* Task *
Reproduce all of the rows below verbatim, but omit the pictures.
= = = = = = =
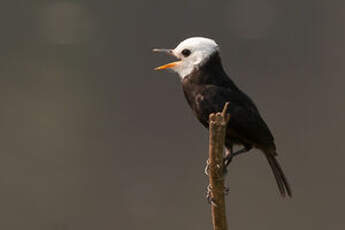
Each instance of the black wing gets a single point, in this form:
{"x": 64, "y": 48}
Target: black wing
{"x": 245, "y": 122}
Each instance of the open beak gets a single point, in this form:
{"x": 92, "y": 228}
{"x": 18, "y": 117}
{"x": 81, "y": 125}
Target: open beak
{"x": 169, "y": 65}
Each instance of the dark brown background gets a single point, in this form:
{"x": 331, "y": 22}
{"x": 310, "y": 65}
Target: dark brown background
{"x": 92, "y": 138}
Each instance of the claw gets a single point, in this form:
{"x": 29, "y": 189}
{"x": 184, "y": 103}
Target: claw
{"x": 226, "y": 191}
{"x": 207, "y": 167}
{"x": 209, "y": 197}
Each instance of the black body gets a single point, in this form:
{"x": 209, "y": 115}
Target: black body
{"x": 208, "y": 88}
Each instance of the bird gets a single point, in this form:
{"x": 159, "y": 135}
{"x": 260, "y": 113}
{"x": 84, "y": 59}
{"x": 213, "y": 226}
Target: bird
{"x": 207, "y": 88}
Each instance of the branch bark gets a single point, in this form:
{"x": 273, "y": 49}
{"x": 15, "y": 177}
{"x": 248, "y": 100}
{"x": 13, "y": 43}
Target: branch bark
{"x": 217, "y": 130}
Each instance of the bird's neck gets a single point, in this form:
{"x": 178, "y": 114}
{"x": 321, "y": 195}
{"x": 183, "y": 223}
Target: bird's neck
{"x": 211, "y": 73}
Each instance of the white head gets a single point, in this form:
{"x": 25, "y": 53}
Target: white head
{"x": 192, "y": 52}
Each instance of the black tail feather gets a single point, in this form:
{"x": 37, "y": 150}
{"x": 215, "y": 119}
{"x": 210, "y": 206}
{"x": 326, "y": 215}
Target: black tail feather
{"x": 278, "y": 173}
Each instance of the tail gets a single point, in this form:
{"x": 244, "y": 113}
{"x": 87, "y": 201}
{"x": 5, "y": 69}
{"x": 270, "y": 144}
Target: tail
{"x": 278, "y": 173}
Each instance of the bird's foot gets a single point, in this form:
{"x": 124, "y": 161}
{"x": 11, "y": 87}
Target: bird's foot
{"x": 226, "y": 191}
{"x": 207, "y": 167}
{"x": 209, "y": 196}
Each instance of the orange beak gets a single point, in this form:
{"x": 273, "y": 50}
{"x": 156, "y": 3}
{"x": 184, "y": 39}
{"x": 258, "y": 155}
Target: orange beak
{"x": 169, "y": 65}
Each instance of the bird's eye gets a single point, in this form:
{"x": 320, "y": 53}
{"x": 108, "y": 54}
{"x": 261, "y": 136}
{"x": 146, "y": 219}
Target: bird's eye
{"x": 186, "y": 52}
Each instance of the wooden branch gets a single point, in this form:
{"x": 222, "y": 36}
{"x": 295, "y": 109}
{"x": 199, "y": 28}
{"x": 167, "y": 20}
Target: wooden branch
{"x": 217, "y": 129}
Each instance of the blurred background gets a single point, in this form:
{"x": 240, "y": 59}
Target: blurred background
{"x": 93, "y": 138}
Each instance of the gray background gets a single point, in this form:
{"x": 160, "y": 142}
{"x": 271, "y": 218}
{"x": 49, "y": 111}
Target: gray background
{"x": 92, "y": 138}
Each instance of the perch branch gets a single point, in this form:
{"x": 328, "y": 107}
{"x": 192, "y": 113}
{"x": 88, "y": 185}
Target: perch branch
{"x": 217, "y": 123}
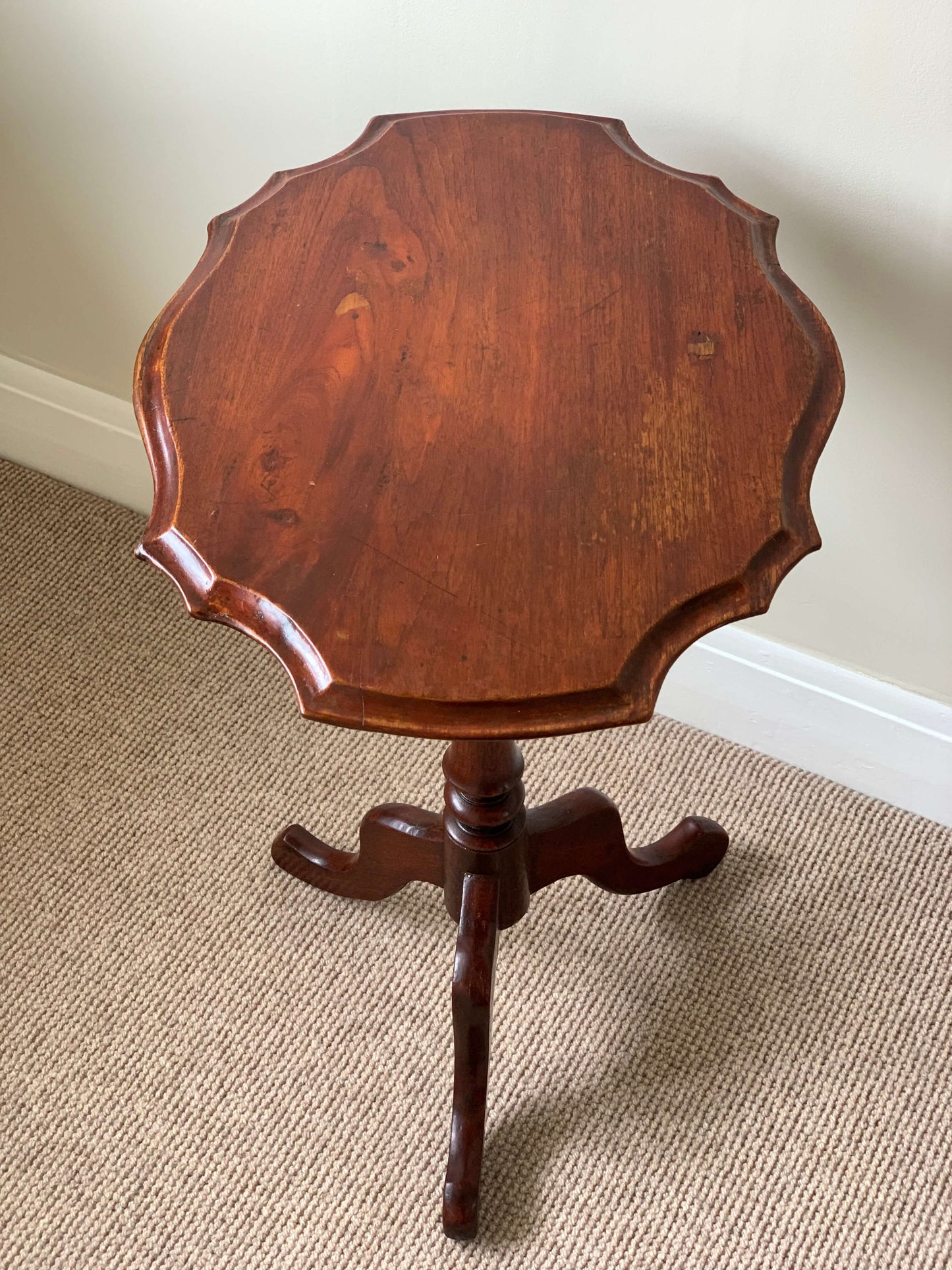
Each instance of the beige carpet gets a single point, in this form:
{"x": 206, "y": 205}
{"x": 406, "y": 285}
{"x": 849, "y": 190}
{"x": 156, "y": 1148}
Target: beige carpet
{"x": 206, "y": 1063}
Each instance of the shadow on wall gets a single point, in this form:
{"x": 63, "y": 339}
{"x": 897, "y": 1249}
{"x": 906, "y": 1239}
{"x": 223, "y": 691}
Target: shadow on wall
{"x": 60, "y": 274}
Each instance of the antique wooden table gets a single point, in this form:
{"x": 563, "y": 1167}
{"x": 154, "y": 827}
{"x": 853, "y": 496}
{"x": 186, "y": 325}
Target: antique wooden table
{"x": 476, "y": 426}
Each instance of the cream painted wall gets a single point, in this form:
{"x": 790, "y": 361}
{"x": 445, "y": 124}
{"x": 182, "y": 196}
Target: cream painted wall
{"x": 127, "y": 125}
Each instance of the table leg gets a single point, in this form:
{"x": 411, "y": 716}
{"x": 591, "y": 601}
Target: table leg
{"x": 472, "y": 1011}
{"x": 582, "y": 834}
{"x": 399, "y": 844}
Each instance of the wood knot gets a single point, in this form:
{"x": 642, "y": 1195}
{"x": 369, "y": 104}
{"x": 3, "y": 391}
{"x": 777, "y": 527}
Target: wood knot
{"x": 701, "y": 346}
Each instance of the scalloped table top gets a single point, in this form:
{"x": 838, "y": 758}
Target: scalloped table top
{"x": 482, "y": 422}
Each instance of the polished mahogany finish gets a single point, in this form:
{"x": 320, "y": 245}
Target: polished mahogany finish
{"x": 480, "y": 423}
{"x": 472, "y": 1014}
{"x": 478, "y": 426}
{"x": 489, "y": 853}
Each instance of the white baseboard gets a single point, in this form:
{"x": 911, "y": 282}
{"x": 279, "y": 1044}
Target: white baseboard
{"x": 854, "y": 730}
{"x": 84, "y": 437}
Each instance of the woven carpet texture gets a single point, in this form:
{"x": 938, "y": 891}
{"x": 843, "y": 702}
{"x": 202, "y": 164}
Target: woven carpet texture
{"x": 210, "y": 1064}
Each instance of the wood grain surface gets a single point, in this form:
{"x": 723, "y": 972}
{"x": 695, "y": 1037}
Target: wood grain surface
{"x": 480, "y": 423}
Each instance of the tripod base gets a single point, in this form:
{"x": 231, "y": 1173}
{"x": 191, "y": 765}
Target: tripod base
= = = = = = =
* Result of the exercise *
Each instance of the black wing gets a single point, in this form:
{"x": 64, "y": 48}
Target: black wing
{"x": 245, "y": 122}
Each instance of the open beak gets a single point, in this form:
{"x": 92, "y": 228}
{"x": 18, "y": 117}
{"x": 81, "y": 125}
Target: open beak
{"x": 169, "y": 65}
Each instance of the dark brown background gets a single point, in this form:
{"x": 331, "y": 22}
{"x": 310, "y": 65}
Target: dark brown background
{"x": 92, "y": 138}
Each instance of the claw gets a single point, in this form:
{"x": 29, "y": 189}
{"x": 184, "y": 103}
Target: claw
{"x": 226, "y": 191}
{"x": 207, "y": 167}
{"x": 209, "y": 197}
Each instance of the black body gets a single point, in this form:
{"x": 209, "y": 115}
Target: black body
{"x": 208, "y": 88}
Each instance of the bird gets a single point, in this form:
{"x": 159, "y": 135}
{"x": 260, "y": 113}
{"x": 84, "y": 59}
{"x": 213, "y": 226}
Target: bird
{"x": 207, "y": 88}
Each instance of the branch bark gets a single point, in this form:
{"x": 273, "y": 49}
{"x": 15, "y": 177}
{"x": 248, "y": 100}
{"x": 13, "y": 43}
Target: branch bark
{"x": 217, "y": 130}
Each instance of the bird's neck gets a single point, in this form:
{"x": 178, "y": 114}
{"x": 321, "y": 195}
{"x": 183, "y": 223}
Target: bird's neck
{"x": 211, "y": 73}
Each instance of the white head gets a single point, in this form:
{"x": 25, "y": 53}
Target: white head
{"x": 192, "y": 52}
Each instance of the black tail feather gets a single point, in this form:
{"x": 37, "y": 150}
{"x": 215, "y": 119}
{"x": 210, "y": 206}
{"x": 326, "y": 215}
Target: black tail feather
{"x": 278, "y": 173}
Each instance of the tail gets a single point, in this form:
{"x": 244, "y": 113}
{"x": 87, "y": 201}
{"x": 5, "y": 69}
{"x": 270, "y": 144}
Target: tail
{"x": 278, "y": 173}
Each instance of the bird's foot gets a single point, in this form:
{"x": 124, "y": 161}
{"x": 11, "y": 87}
Target: bird's foot
{"x": 226, "y": 191}
{"x": 207, "y": 167}
{"x": 209, "y": 196}
Each instance of the orange beak gets a single point, in this form:
{"x": 273, "y": 50}
{"x": 156, "y": 3}
{"x": 184, "y": 39}
{"x": 258, "y": 155}
Target: orange beak
{"x": 169, "y": 65}
Each instance of the bird's eye gets a single point, in this form:
{"x": 320, "y": 53}
{"x": 108, "y": 54}
{"x": 261, "y": 136}
{"x": 146, "y": 219}
Target: bird's eye
{"x": 186, "y": 52}
Each instance of the wooden branch gets a single point, in this form:
{"x": 222, "y": 36}
{"x": 295, "y": 109}
{"x": 199, "y": 28}
{"x": 167, "y": 20}
Target: wooden branch
{"x": 217, "y": 129}
Each instance of the blurred background gets a single point, in this form:
{"x": 240, "y": 59}
Target: blurred background
{"x": 93, "y": 138}
Each instance of the gray background gets a single point, in this form:
{"x": 160, "y": 142}
{"x": 271, "y": 218}
{"x": 49, "y": 111}
Target: gray background
{"x": 92, "y": 138}
Each instance of the perch branch gets a single point, in this form:
{"x": 328, "y": 107}
{"x": 192, "y": 113}
{"x": 88, "y": 185}
Target: perch branch
{"x": 217, "y": 123}
Each instance of the beige carpet gets a single point, in this form:
{"x": 206, "y": 205}
{"x": 406, "y": 285}
{"x": 849, "y": 190}
{"x": 156, "y": 1148}
Target: beige carpet
{"x": 206, "y": 1063}
Each instance of the shadow on wall gets a single point, in this form:
{"x": 63, "y": 339}
{"x": 897, "y": 1249}
{"x": 906, "y": 1239}
{"x": 223, "y": 691}
Target: shadow on wall
{"x": 60, "y": 274}
Each instance of the antique wooden table gets a single point, in this form:
{"x": 563, "y": 1167}
{"x": 154, "y": 827}
{"x": 853, "y": 496}
{"x": 186, "y": 325}
Target: antique wooden table
{"x": 476, "y": 426}
Each instance of the cream painted wall gets a single point, in this form:
{"x": 790, "y": 361}
{"x": 445, "y": 124}
{"x": 182, "y": 196}
Target: cream painted wall
{"x": 127, "y": 125}
Each instance of the table leg gets a single point, in this form:
{"x": 411, "y": 716}
{"x": 591, "y": 601}
Target: table leg
{"x": 472, "y": 1011}
{"x": 582, "y": 834}
{"x": 399, "y": 844}
Each instance of the wood knot gets a single point, in this form:
{"x": 642, "y": 1195}
{"x": 369, "y": 104}
{"x": 3, "y": 391}
{"x": 777, "y": 527}
Target: wood knot
{"x": 701, "y": 346}
Each instance of the scalloped table top gets a single point, in this form:
{"x": 838, "y": 758}
Target: scalloped table top
{"x": 482, "y": 422}
Each instance of the polished mahogany finish gets a single point, in this form:
{"x": 320, "y": 245}
Target: polished mahogany finish
{"x": 480, "y": 423}
{"x": 472, "y": 1014}
{"x": 478, "y": 426}
{"x": 489, "y": 853}
Each instance of the white baseboard gets a single point, in this form:
{"x": 911, "y": 282}
{"x": 279, "y": 1044}
Target: white baseboard
{"x": 854, "y": 730}
{"x": 84, "y": 437}
Each instance of the woven carpet texture gets a single point, in this form:
{"x": 938, "y": 891}
{"x": 843, "y": 702}
{"x": 202, "y": 164}
Target: woven carpet texture
{"x": 210, "y": 1064}
Each instance of the wood grain surface gets a single point, in this form:
{"x": 723, "y": 972}
{"x": 695, "y": 1037}
Target: wood grain surface
{"x": 480, "y": 423}
Each instance of the tripod base gets a single point, in this form:
{"x": 231, "y": 1173}
{"x": 191, "y": 765}
Target: tripod base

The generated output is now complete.